Every entry that follows should be reproduced exactly.

>> START

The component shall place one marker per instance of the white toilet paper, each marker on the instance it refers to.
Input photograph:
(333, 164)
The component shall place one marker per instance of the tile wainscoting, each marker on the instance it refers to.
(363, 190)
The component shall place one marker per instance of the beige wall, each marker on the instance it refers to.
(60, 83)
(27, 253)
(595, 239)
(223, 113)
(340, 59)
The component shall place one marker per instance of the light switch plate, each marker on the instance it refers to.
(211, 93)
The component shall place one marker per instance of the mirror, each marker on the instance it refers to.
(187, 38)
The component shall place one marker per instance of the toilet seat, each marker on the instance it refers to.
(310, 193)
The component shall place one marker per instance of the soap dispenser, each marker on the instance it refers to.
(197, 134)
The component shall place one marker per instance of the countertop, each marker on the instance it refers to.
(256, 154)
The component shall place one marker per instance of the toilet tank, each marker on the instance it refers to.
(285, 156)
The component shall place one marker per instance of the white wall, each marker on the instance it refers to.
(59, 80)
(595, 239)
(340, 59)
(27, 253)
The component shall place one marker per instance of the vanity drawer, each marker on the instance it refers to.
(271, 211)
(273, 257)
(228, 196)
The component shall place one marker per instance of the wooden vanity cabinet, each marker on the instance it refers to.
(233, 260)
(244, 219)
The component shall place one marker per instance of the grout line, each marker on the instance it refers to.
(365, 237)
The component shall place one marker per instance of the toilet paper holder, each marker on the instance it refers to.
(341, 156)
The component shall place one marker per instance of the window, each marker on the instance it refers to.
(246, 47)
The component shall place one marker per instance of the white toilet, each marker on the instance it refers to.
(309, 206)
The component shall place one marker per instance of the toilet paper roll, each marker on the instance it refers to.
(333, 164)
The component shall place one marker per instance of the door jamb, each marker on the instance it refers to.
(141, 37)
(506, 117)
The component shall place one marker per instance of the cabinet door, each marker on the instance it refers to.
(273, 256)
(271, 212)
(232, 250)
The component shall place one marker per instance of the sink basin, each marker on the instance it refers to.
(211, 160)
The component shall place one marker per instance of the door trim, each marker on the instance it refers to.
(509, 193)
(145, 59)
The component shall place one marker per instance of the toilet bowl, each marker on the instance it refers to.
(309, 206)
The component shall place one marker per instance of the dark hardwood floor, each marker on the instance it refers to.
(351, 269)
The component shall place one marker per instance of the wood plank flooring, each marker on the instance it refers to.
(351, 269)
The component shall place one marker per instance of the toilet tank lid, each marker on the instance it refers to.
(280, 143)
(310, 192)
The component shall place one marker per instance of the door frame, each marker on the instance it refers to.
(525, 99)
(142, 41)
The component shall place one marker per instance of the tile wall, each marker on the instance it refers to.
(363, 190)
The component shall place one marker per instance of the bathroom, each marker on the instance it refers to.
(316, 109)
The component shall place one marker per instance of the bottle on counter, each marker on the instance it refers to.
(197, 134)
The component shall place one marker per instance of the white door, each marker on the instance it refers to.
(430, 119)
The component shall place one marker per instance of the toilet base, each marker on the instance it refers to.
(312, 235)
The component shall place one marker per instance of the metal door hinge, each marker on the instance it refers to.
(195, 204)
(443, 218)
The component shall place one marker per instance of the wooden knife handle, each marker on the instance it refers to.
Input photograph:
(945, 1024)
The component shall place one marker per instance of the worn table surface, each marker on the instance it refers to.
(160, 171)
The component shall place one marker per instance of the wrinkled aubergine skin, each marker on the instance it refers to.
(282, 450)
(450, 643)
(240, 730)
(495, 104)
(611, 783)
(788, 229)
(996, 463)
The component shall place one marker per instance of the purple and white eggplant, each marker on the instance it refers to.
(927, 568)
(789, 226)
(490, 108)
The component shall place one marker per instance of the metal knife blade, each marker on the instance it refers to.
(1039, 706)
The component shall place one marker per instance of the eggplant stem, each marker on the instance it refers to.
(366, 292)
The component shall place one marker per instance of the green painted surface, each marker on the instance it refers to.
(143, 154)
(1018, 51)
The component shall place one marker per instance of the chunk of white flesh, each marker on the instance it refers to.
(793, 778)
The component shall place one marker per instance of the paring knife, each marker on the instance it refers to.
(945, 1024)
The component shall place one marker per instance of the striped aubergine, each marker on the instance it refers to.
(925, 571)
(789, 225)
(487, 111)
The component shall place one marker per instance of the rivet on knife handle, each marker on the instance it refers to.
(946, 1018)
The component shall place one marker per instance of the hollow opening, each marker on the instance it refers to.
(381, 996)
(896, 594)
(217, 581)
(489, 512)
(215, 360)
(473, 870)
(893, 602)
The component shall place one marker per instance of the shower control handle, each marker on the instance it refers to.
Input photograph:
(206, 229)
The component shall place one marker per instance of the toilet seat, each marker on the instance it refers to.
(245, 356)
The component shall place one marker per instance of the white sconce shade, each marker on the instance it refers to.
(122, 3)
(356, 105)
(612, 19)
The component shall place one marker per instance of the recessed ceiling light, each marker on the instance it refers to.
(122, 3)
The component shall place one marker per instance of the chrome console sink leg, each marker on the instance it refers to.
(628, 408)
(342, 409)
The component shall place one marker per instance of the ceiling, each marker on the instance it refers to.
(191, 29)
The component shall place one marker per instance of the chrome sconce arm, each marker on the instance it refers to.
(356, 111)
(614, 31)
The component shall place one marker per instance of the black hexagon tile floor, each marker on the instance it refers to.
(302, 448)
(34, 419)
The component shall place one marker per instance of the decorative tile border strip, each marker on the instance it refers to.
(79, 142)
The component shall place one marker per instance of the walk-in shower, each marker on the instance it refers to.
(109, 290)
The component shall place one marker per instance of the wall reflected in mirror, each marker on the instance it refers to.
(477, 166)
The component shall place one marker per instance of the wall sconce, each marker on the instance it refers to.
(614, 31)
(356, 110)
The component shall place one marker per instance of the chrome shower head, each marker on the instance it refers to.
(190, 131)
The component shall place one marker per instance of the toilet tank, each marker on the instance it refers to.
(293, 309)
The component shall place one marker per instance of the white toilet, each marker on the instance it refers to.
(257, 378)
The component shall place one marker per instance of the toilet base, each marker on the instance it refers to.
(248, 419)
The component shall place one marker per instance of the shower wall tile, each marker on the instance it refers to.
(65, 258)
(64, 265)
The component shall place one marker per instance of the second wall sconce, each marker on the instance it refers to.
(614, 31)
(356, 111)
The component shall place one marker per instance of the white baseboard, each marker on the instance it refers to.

>> END

# ANSWER TO THIS TASK
The component shall place one marker per instance of the white toilet paper, each marker on the instance it refers to.
Input photograph:
(333, 164)
The component shall place one marker per instance of the tile wainscoting, each marker on the instance it refers to.
(363, 190)
The component shall place one marker per instance of the beige wall, each marker on the instance it refers to.
(60, 83)
(27, 253)
(595, 239)
(223, 113)
(340, 59)
The component shall place one marker per instance of the light switch plate, each marker on the instance it refers to.
(211, 93)
The component shall place one marker per instance of the mirror, each marker on the instance it refers to.
(187, 38)
The component shall place one marker per instance of the toilet seat, each marker on the instance it refers to.
(310, 193)
The component shall place one marker per instance of the soap dispenser, each marker on the instance it refers to.
(197, 134)
The component shall place one marker per instance of the countertop, each marker on the instance it refers to.
(256, 154)
The component shall place one marker per instance of the toilet tank, each marker on the instance it refers to.
(285, 156)
The component shall place one marker per instance of the white wall, each marker on the instance it refers to.
(59, 80)
(595, 239)
(340, 59)
(27, 253)
The component shall place one marker per instance of the vanity drawer, each marker on the instance it refers to.
(271, 211)
(273, 257)
(228, 196)
The component shall place one marker per instance of the wooden vanity cabinet, each marker on the instance it refers to.
(233, 260)
(244, 219)
The component shall place one marker per instance of the grout line, each marker on the instance it refers to.
(365, 237)
The component shall place one marker per instance of the toilet paper holder, each marker on the instance it refers to.
(341, 156)
The component shall place one marker per instance of the window, each marker on the instance it refers to.
(246, 47)
The component shall place one marker per instance of the white toilet, each marker on the instance it refers to.
(309, 206)
The component shall place one marker per instance of the toilet paper roll, each marker on the instance it refers to.
(333, 164)
The component shall place one marker per instance of the door jamb, each marker on the instance it refers to.
(141, 37)
(506, 117)
The component shall place one marker per instance of the cabinet door, each marker on the instance it refers to.
(273, 256)
(271, 212)
(232, 250)
The component shall place one marker per instance of the sink basin, each marker on the instance it refers to.
(211, 160)
The component shall place one marker per instance of the door trim, each marker on the instance it refers to.
(509, 193)
(145, 59)
The component shall place one marker per instance of the toilet bowl, each marker on the instance it refers to.
(309, 206)
The component shall place one marker per instance of the dark hardwood floor, each marker on the instance it refers to.
(351, 269)
The component shall place one marker per instance of the wood plank flooring, each marker on the instance it refers to.
(351, 269)
The component shall place one marker per instance of the toilet tank lid, each marker on the instance it refers to.
(280, 143)
(310, 192)
The component shall place one marker per instance of the door frame, each marker on the instance it refers to.
(525, 99)
(142, 41)
The component shall place one marker per instance of the tile wall, each marker on the instance it refers to.
(363, 190)
The component shall place one marker per instance of the bathroom, each marker on the instance it refers to.
(316, 109)
The component shall place one marker per instance of the bottle on counter, each marker on the instance it refers to.
(197, 134)
The component shall place one marker per instance of the white door, each marker on the instance it refers to.
(430, 119)
The component shall place one marker per instance of the toilet base, each marker on the instance it refers to.
(312, 235)
The component shall place one marker per instance of the metal door hinge, each marker on the instance it refers to.
(195, 204)
(443, 218)
The component shall place one marker per instance of the wooden knife handle, each marker on the instance it refers to.
Input photograph:
(945, 1024)
The component shall place one marker per instance of the worn table surface, each marker on the instance it refers to.
(160, 171)
The component shall place one marker per instance of the wrinkled aubergine skin, each marker on the instance it refers to.
(282, 450)
(450, 643)
(240, 730)
(495, 104)
(611, 783)
(788, 229)
(996, 463)
The component shall place one marker per instance of the purple and white eggplant, each marker on the instance it refers to.
(927, 568)
(789, 226)
(490, 108)
The component shall place one marker per instance of the metal knife blade, each marker on the instance it refers to.
(1039, 706)
The component shall place one marker per instance of the eggplant stem, each marker on the instance it refers to.
(366, 292)
The component shall place one marker per instance of the green painted surface, each marker on the instance it refers to.
(143, 154)
(1018, 51)
The component shall place one marker per instance of the chunk of white flesh, each marker on the instance it refers to.
(793, 778)
The component shall place one marker per instance of the paring knife, each marker on the instance it refers to.
(945, 1024)
The component shall place one marker per instance of the striped aubergine, each marker on the instance it refers to.
(925, 571)
(789, 225)
(487, 111)
The component shall place one marker per instance of the rivet on knife handle, each marker on the instance it refers to.
(946, 1018)
The component shall place one marker per instance of the hollow opening, each marker on the instance it refers to.
(381, 996)
(896, 594)
(217, 581)
(489, 512)
(215, 360)
(473, 870)
(893, 602)
The component shall place one marker per instance of the shower control handle, each marker on the instance it refers to.
Input photograph:
(206, 229)
The component shall place one marker per instance of the toilet seat, each marker on the instance it refers to.
(245, 356)
The component shall place one marker per instance of the white sconce shade, each marker on the instance it refers to.
(122, 3)
(356, 105)
(612, 19)
The component shall place one marker per instance of the recessed ceiling light, each marker on the instance it refers to.
(122, 3)
The component shall place one marker per instance of the chrome console sink leg, each marker on the instance it refers to.
(628, 408)
(342, 409)
The component shall place one marker per instance of the ceiling, each marker on the instance it refers to.
(191, 29)
The component shall place one marker per instance of the chrome sconce arm, each marker on the instance it refers to.
(356, 111)
(614, 31)
The component shall place one marker per instance of the black hexagon tile floor, each marker on the instance it refers to.
(302, 448)
(34, 419)
The component shall place one marker per instance of the decorative tile border strip, each marker on the instance it refers to.
(79, 142)
The component shall place one marker per instance of the walk-in shower, each marker on the instance it refers to.
(109, 290)
The component shall place one marker per instance of the wall reflected in mirror, each marker on the instance it refers to.
(477, 166)
The component shall place one marker per instance of the wall sconce, each marker on the instance it refers to.
(614, 31)
(356, 110)
The component shall place one marker per instance of the chrome shower head, each marker on the instance it refers to.
(190, 131)
The component shall place one marker per instance of the toilet tank, each marker on the instance it refers to.
(293, 309)
The component shall place one marker per instance of the white toilet, each marker on the instance it refers to.
(257, 378)
The component shall place one marker per instance of the toilet base, each marker on the instance it refers to.
(248, 419)
The component shall place one marker per instance of the shower wall tile, each marker on the instance it refers to.
(65, 258)
(64, 265)
The component shall place one marker per instance of the second wall sconce, each marker on the instance it refers to.
(614, 31)
(356, 111)
The component shall place one marker per instance of the white baseboard, each marker on the instance it refers to.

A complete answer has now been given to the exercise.